Can Reinforcement Learning Work Without A Reward System?

Share

Published on July 5, 2019

by Ram Sagar

As we all know, Reinforcement Learning (RL) thrives on rewards and penalties but what if it is forced into situations where the environment doesn’t reward its actions?

A missing feedback component will render the model useless in sophisticated settings. But since reinforcement learning is exactly designed to do this, it is extremely important to investigate such shortcomings.

In what can be one of the most inventive strategies in the rich world of RL, a team of researchers from MIT, Princeton and DeepMind came up with something resourceful — to coordinate multiple agents by rewarding for the influence over other agents. This is a unique unified mechanism to encourage the agents to coordinate with each other in Multi-agent Reinforcement Learning (MARL).

Empathy Among Agents

An agent can be called as the unit cell of reinforcement learning. An agent receives rewards from the environment, it is optimised through algorithms to maximise this reward collection. And, complete the task. For example, when a robotic hand moves a chess piece or does a welding operation on automobiles, it is the agent, which drives the specific motors to move the arm.

But there can be scenarios where the reward system cannot be guaranteed. In this work, the researchers introduce a sublime way of teaching agents in reinforcement learning to behave for they will have some impact on other agents. In short, training the algorithm to be empathetic. This is similar to the accountability of actions in a social setting for humans. We speak and move in a certain way so as to influence or perhaps not to influence those in our vicinity- a case of causal inference.

The authors assess the causal influence in machines using counterfactual reasoning; at each time step, an agent simulates alternate, counterfactual actions that it could have taken, and assesses their effect on another agent’s behaviour. Actions that lead to a relatively higher change in the other agent’s behaviour are considered to be highly influential and are rewarded.

To study the influence reward, Sequential Social Dilemma (SSD) multi-agent environments was adopted.

Sequential Social Dilemmas (SSDs) are partially observable multi-agent games with a game-theoretic payoff structure where an individual agent can obtain a higher reward in the short-term by displaying non-cooperative behaviour but the total payoff per agent will be higher if all agents cooperate.

In one such game, apples (green tiles) provide the rewards but are a limited resource. Agents must coordinate harvesting apples with the behaviour of other agents in order to achieve cooperation. This method indicates how well the agents learned to cooperate.

## JOB A
According to the article on reinforcement learning, which institutions did the research team come from?
The article and the rows come from unrelated sources.

## INPUT MATERIAL
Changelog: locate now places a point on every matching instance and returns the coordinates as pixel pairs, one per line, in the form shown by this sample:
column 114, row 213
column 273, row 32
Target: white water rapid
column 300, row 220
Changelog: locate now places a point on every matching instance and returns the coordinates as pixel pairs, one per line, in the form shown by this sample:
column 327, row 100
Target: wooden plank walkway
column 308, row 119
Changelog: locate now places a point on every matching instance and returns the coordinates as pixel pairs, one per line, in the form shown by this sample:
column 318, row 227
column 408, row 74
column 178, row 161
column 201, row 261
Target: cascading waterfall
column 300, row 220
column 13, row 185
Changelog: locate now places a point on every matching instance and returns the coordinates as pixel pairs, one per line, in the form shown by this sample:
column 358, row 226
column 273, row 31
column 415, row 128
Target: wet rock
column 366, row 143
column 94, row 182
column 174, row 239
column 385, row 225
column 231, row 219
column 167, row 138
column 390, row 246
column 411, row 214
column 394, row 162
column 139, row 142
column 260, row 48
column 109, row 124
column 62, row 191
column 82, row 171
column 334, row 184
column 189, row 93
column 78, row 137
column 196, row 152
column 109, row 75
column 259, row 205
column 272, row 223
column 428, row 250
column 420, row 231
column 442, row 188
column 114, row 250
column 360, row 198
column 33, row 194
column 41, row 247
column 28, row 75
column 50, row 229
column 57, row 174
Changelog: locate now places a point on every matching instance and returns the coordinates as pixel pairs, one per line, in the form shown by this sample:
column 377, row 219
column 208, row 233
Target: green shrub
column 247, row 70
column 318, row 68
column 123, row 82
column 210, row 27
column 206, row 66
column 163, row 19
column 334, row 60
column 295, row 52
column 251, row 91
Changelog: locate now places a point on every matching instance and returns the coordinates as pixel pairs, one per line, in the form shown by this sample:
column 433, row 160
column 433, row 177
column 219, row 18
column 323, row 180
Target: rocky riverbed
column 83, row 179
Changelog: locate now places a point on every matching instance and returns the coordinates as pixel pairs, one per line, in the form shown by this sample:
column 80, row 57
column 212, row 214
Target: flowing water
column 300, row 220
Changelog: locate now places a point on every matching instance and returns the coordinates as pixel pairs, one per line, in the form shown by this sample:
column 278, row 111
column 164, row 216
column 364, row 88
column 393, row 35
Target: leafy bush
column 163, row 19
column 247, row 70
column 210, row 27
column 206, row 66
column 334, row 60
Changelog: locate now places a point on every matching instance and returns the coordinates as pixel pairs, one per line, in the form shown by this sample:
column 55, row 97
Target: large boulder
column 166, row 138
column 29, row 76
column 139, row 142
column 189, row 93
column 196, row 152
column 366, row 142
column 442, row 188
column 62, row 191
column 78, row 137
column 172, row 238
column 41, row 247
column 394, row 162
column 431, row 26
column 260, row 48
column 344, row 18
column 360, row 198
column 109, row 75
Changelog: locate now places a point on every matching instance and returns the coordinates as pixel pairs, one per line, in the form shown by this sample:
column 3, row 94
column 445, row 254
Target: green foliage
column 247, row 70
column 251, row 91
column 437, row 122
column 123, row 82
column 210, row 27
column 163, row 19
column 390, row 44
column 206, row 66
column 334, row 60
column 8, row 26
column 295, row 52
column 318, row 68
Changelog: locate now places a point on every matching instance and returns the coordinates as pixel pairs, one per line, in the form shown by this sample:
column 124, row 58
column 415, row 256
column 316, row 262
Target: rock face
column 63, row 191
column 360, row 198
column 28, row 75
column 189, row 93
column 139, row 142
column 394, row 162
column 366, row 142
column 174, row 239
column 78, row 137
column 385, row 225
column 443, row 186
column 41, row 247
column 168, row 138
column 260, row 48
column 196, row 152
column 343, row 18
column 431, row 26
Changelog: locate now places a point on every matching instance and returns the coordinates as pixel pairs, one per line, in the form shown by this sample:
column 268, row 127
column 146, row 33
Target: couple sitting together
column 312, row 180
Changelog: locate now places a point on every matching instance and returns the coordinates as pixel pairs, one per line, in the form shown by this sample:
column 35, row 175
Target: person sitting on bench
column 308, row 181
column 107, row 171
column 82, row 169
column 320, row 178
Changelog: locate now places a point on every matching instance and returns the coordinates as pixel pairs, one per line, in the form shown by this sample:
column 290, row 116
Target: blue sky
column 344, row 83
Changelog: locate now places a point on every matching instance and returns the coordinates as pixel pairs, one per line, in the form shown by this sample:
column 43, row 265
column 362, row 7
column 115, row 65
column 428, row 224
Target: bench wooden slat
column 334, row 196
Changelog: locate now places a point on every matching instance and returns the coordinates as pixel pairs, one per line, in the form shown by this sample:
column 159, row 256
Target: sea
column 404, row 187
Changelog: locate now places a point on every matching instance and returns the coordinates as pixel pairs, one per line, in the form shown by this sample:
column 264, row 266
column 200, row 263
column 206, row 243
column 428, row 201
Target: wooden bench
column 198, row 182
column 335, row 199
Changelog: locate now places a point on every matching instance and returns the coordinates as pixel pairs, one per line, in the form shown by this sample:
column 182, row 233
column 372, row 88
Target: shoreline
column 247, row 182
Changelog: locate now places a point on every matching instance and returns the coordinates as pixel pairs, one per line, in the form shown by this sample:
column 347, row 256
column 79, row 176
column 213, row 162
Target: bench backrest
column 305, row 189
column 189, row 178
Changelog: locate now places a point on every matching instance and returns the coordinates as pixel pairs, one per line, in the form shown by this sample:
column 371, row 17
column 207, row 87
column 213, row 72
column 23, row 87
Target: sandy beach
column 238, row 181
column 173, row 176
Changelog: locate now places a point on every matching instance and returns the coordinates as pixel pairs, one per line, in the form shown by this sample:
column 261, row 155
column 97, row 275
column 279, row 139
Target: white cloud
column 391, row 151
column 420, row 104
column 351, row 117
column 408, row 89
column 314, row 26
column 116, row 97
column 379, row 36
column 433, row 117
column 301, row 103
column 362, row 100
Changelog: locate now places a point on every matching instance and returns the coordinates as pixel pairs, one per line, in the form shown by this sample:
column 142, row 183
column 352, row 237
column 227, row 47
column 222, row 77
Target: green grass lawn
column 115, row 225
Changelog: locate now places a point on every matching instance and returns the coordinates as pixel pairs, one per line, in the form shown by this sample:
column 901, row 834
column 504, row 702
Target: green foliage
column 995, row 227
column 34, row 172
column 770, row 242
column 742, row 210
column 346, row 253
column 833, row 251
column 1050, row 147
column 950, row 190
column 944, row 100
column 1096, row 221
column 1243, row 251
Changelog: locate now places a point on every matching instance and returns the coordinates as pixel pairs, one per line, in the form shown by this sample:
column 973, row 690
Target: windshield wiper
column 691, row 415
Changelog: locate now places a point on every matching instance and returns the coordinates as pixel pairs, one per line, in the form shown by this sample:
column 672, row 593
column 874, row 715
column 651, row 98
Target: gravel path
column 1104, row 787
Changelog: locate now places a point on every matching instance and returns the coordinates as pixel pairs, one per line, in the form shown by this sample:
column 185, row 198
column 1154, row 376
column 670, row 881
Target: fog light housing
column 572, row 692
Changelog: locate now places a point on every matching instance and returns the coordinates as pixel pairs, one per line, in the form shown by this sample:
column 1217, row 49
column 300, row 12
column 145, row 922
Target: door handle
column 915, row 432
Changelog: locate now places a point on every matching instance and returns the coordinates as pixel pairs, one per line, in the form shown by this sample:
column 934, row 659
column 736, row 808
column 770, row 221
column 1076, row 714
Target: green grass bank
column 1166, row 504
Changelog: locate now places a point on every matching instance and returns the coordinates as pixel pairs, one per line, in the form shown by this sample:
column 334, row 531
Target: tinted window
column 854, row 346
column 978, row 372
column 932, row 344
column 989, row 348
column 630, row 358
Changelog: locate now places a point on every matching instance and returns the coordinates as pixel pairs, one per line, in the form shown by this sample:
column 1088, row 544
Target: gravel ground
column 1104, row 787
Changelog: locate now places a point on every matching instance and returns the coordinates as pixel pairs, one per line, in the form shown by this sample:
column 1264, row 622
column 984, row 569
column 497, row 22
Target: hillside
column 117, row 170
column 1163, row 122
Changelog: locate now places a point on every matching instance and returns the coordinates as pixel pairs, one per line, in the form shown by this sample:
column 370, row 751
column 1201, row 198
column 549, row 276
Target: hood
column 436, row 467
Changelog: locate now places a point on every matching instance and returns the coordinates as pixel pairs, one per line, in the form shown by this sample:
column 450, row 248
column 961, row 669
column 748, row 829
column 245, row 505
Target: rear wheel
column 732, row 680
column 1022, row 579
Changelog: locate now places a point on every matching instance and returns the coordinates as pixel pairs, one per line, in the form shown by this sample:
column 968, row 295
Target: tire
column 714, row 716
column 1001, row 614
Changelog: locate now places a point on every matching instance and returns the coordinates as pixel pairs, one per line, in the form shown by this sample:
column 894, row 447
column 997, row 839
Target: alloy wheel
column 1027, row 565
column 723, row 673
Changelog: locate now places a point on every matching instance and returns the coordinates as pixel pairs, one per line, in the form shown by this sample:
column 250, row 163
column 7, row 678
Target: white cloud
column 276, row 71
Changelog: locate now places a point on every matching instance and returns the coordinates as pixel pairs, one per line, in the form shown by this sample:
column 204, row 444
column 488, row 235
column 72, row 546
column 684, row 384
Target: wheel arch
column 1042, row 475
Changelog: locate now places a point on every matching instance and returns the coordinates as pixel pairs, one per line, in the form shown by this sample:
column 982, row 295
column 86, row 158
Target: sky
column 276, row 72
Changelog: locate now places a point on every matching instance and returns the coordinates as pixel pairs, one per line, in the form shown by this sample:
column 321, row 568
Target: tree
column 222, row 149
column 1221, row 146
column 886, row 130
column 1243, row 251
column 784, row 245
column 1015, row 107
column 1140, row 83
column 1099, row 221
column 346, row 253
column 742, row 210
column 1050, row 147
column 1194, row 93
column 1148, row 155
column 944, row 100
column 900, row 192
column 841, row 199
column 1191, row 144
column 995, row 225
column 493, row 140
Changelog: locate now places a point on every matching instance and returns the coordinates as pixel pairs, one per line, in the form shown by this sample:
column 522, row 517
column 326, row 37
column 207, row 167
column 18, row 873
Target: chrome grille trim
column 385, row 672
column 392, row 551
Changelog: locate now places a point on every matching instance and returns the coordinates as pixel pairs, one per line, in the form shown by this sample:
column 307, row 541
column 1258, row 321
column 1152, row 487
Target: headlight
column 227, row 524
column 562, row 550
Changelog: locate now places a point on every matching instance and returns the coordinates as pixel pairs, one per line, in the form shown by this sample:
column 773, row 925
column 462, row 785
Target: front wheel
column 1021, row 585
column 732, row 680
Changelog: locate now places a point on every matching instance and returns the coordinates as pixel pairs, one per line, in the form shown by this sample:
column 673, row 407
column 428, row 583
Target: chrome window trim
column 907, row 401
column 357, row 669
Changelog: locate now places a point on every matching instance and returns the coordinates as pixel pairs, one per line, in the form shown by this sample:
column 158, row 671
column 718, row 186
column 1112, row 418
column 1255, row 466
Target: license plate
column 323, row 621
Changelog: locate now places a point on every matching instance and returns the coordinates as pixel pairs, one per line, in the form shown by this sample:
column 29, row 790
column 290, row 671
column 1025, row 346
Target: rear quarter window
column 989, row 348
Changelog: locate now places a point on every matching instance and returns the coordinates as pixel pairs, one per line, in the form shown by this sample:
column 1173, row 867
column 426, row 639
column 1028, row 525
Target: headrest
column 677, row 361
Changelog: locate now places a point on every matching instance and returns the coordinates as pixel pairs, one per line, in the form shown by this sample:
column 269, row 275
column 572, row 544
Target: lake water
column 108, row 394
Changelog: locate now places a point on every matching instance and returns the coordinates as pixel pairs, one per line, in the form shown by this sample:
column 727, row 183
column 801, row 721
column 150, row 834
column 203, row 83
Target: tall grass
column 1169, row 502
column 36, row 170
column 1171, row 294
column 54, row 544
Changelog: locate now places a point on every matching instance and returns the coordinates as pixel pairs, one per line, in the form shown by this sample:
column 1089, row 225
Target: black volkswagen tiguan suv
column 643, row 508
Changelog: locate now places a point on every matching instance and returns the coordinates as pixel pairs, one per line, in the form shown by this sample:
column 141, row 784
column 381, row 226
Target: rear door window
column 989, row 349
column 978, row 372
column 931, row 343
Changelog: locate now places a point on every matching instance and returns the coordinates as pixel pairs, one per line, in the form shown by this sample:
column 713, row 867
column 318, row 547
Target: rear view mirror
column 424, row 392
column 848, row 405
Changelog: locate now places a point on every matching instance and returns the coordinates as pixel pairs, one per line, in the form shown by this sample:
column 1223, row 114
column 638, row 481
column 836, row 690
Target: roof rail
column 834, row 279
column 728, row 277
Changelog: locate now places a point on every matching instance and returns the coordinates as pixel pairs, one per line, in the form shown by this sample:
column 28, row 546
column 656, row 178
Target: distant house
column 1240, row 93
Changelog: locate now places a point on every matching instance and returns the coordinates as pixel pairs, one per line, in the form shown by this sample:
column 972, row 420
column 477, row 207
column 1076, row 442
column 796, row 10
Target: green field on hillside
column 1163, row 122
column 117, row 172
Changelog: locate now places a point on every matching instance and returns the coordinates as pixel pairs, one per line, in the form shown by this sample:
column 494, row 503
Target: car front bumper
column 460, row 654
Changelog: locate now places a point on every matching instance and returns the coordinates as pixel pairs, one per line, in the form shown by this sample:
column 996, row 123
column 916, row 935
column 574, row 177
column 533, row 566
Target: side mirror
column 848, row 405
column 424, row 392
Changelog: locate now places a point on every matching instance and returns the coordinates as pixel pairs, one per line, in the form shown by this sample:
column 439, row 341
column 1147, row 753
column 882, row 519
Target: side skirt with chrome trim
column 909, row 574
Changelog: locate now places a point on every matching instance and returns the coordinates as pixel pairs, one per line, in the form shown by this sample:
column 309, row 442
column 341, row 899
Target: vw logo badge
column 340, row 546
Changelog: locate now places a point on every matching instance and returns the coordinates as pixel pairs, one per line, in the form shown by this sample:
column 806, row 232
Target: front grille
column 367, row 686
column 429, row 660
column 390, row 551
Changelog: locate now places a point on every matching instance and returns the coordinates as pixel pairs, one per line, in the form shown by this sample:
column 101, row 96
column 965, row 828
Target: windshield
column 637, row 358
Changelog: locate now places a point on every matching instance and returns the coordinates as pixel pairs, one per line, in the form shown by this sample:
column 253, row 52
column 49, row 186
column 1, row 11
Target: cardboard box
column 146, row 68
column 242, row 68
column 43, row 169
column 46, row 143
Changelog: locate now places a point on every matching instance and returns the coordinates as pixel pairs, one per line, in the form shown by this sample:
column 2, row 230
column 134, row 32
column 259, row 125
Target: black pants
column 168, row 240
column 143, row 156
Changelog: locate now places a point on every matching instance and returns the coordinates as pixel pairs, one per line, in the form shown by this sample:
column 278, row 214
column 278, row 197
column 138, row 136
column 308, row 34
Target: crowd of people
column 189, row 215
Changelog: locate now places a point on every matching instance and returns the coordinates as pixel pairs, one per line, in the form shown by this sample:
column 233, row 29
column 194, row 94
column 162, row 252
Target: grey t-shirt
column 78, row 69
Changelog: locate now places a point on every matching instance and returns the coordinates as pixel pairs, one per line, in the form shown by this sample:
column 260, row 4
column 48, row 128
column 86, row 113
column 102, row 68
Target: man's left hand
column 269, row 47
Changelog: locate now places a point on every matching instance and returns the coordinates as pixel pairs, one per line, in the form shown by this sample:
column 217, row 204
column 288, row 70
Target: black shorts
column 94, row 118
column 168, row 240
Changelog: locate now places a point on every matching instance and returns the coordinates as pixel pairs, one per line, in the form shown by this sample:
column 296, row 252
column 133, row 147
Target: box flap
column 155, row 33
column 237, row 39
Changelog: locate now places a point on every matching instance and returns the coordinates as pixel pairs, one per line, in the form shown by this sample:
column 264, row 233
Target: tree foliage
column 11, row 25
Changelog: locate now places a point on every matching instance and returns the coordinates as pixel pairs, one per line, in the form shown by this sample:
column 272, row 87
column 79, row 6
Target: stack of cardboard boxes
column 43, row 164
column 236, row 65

## JOB B
Copy out, line for line, the part of the rows that opens with their first line and closes with the line containing "column 13, row 185", including both of those lines.

## TASK SOLUTION A
MIT, Princeton and DeepMind.

## TASK SOLUTION B
Changelog: locate now places a point on every matching instance and returns the coordinates as pixel pairs, one per line, in the form shown by this sample:
column 114, row 213
column 273, row 32
Target: white water rapid
column 300, row 220
Changelog: locate now places a point on every matching instance and returns the coordinates as pixel pairs, one per line, in the form shown by this sample:
column 327, row 100
Target: wooden plank walkway
column 308, row 119
Changelog: locate now places a point on every matching instance and returns the coordinates as pixel pairs, one per line, in the form shown by this sample:
column 318, row 227
column 408, row 74
column 178, row 161
column 201, row 261
Target: cascading waterfall
column 300, row 220
column 13, row 185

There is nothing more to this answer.